Available records

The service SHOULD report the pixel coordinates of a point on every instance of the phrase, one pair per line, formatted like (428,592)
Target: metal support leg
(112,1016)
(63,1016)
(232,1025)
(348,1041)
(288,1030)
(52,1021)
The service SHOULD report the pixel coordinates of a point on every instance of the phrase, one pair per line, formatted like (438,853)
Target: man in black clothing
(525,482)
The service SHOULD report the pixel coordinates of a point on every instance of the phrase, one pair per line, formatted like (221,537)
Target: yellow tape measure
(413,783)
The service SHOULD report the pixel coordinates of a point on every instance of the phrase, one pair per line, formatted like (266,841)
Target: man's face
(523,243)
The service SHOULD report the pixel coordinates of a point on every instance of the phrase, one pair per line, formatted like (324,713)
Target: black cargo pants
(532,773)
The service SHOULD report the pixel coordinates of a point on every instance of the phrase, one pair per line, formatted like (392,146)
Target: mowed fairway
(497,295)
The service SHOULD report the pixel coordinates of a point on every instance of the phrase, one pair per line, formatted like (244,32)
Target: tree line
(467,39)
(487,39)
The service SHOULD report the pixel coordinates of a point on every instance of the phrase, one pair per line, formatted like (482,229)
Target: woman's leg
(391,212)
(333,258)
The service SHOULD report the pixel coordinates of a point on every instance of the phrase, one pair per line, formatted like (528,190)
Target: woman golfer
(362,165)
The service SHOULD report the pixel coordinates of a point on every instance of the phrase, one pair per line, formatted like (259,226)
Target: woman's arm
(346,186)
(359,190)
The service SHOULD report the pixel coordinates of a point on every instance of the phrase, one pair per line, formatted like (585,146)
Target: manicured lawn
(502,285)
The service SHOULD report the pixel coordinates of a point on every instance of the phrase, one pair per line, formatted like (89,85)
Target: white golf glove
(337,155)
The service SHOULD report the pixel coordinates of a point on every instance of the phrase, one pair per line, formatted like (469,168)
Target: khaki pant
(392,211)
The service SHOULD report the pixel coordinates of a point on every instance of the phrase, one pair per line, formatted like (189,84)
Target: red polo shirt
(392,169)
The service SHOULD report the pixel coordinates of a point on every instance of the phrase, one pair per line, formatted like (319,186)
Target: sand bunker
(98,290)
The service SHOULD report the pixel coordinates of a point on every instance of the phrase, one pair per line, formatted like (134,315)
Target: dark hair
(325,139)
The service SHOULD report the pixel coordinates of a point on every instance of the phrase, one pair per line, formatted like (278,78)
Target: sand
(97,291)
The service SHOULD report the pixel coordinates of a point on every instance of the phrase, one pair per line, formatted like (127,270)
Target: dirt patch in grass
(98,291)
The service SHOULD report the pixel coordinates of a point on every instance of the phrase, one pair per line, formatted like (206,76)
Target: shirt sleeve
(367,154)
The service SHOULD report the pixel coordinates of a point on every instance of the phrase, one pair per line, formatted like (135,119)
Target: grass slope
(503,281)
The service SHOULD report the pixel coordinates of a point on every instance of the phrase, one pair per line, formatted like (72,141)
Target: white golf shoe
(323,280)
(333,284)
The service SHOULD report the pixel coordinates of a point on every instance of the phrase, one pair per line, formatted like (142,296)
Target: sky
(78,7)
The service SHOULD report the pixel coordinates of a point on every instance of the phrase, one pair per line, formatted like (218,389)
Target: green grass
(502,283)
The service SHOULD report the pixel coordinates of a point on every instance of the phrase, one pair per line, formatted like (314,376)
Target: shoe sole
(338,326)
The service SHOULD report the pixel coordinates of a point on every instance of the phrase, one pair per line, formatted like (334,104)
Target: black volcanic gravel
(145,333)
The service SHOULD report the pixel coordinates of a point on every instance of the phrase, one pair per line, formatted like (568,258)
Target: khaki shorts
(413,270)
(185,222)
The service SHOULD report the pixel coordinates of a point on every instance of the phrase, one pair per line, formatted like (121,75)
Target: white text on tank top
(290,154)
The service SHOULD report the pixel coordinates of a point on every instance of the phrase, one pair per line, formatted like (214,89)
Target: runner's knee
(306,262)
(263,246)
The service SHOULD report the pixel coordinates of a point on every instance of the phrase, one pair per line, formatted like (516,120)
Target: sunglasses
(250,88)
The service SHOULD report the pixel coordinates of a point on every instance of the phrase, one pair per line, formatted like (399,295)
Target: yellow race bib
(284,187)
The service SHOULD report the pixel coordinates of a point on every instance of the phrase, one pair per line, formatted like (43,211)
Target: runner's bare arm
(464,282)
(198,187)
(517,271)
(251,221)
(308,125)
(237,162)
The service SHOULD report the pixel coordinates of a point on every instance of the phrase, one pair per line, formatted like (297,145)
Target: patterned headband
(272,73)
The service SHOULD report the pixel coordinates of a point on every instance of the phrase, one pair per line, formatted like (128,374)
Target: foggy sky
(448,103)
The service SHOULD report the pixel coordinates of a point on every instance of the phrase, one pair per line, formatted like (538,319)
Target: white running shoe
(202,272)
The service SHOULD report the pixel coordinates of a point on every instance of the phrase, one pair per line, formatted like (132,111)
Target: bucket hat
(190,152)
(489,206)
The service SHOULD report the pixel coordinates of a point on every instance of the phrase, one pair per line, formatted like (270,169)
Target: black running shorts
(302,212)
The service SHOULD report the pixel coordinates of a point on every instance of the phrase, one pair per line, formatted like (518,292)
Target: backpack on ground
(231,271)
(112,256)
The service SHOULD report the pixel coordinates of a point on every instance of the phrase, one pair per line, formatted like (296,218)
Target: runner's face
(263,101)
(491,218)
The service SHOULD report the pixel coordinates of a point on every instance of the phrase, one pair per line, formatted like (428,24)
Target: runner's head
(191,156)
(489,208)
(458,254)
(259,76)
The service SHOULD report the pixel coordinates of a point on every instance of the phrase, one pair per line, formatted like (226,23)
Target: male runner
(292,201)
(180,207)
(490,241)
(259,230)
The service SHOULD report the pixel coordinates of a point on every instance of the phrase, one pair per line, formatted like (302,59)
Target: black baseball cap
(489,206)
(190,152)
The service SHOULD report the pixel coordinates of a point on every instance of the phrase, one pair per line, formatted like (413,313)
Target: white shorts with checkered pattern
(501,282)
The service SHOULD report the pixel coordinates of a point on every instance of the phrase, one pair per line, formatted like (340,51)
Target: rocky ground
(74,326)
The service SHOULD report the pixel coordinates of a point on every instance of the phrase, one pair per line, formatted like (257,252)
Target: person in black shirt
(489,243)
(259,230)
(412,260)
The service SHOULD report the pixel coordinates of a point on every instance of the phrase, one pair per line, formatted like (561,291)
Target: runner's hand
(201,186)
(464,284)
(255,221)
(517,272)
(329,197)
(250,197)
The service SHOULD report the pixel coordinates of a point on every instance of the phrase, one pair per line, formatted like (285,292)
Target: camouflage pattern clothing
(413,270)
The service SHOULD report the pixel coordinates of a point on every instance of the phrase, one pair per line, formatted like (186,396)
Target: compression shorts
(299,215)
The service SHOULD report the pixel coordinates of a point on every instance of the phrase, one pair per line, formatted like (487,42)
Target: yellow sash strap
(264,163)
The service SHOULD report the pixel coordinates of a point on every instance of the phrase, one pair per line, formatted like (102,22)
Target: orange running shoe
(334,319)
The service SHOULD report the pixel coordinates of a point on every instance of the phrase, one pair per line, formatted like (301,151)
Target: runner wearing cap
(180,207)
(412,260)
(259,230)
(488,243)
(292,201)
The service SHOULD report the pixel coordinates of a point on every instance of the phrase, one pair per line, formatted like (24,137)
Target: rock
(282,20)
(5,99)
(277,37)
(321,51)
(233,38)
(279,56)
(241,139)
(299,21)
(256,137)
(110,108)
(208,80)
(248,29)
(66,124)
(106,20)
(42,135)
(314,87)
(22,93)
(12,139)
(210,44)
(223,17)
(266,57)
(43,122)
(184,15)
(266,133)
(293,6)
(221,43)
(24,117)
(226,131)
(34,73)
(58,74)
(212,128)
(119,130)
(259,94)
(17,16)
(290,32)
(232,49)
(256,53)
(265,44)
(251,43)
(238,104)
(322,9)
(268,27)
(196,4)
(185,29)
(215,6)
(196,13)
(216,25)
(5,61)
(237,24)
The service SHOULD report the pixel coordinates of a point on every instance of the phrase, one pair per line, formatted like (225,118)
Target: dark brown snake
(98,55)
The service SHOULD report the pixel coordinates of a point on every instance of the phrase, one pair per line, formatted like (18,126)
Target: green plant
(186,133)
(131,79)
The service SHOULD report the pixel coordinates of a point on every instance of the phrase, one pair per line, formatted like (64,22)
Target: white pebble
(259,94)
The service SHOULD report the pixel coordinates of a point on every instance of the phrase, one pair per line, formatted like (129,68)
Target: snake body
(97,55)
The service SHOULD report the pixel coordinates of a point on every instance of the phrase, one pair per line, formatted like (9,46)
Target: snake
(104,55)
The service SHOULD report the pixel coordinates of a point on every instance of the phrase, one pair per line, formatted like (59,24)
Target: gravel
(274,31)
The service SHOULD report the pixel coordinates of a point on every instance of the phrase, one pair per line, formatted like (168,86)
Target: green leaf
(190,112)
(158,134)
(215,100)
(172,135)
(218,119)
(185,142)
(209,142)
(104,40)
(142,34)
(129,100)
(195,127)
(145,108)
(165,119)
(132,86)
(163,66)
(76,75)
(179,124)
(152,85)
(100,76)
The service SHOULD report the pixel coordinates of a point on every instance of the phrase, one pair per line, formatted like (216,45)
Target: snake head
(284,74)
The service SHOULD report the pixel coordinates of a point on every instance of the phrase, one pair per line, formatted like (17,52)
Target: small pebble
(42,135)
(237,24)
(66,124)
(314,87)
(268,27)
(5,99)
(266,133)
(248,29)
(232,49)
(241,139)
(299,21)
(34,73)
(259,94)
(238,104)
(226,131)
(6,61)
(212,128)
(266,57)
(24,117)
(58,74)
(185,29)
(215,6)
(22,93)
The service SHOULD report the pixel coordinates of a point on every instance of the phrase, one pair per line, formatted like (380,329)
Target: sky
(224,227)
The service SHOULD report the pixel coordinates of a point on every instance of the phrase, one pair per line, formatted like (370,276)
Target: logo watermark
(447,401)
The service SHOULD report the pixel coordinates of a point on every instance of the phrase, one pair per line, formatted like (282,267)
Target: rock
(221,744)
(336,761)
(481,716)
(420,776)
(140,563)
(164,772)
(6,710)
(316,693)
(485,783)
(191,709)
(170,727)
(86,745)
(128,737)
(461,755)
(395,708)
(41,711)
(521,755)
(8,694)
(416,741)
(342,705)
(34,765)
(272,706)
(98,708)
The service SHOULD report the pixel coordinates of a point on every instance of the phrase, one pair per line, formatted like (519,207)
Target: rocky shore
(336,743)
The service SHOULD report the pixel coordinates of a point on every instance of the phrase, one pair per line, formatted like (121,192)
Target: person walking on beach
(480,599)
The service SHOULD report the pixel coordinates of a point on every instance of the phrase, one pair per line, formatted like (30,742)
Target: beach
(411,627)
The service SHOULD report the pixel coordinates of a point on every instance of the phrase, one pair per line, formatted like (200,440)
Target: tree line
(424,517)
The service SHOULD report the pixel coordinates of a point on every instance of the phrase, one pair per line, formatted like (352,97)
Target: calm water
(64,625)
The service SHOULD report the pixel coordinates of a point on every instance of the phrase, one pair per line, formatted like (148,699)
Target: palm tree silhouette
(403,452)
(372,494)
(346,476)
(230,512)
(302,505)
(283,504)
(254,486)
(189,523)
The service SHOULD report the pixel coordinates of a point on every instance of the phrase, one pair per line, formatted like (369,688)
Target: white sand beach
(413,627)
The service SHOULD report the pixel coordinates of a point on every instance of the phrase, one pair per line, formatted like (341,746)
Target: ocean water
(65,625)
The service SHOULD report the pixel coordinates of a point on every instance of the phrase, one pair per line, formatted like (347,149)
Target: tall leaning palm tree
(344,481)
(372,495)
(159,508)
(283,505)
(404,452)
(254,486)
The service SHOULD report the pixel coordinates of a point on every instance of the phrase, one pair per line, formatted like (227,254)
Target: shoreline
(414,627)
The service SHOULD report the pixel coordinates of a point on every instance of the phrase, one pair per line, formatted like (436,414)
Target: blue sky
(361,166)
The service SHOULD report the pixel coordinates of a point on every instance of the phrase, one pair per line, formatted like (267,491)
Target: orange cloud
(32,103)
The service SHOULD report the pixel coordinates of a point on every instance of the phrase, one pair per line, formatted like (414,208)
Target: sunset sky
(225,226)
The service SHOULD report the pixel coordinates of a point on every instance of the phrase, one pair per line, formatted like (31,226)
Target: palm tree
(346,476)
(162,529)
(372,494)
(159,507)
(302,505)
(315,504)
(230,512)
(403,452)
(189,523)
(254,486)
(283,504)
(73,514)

Instructions to follow
Repeat exactly the lines above from the line that contains "formatted like (227,254)" through the end. Include both of these ends; leave out everything else.

Output
The service SHOULD report the pixel coordinates of a point on every instance of the phrase, one pair per line, formatted like (227,254)
Target: shoreline
(414,627)
The service SHOULD report the pixel coordinates of a point on every instance of the phrase, one pair per line, formatted like (436,414)
Target: blue sky
(361,166)
The service SHOULD report the pixel coordinates of a point on every instance of the phrase, one pair per line, formatted like (267,491)
Target: orange cloud
(32,103)
The service SHOULD report the pixel coordinates of a point on every instance of the phrase, one pair per line, formatted like (414,208)
Target: sunset sky
(225,226)
The service SHOULD report the pixel coordinates of a point on every instance of the phrase, one pair per line, formatted like (31,226)
Target: palm tree
(346,476)
(162,529)
(372,494)
(159,507)
(302,505)
(315,504)
(230,512)
(403,452)
(189,523)
(254,486)
(283,504)
(73,514)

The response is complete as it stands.